**WORK REQUIRED:** Rewrite the stretch from the line containing "[locate] green leaf" through the end of the records, changing "pixel coordinates" to "image coordinates" and keeping everything else the same.

(Excerpt from a dataset)
───

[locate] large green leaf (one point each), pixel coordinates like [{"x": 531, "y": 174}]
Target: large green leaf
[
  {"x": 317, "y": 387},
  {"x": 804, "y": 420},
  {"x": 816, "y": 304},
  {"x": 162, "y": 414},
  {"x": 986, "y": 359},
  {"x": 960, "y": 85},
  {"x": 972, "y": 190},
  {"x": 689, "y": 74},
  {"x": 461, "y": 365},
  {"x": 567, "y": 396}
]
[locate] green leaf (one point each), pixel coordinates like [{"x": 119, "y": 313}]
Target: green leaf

───

**RESPONSE TO THE TASK:**
[locate] green leaf (one point each), image coordinates like [{"x": 119, "y": 313}]
Target: green leaf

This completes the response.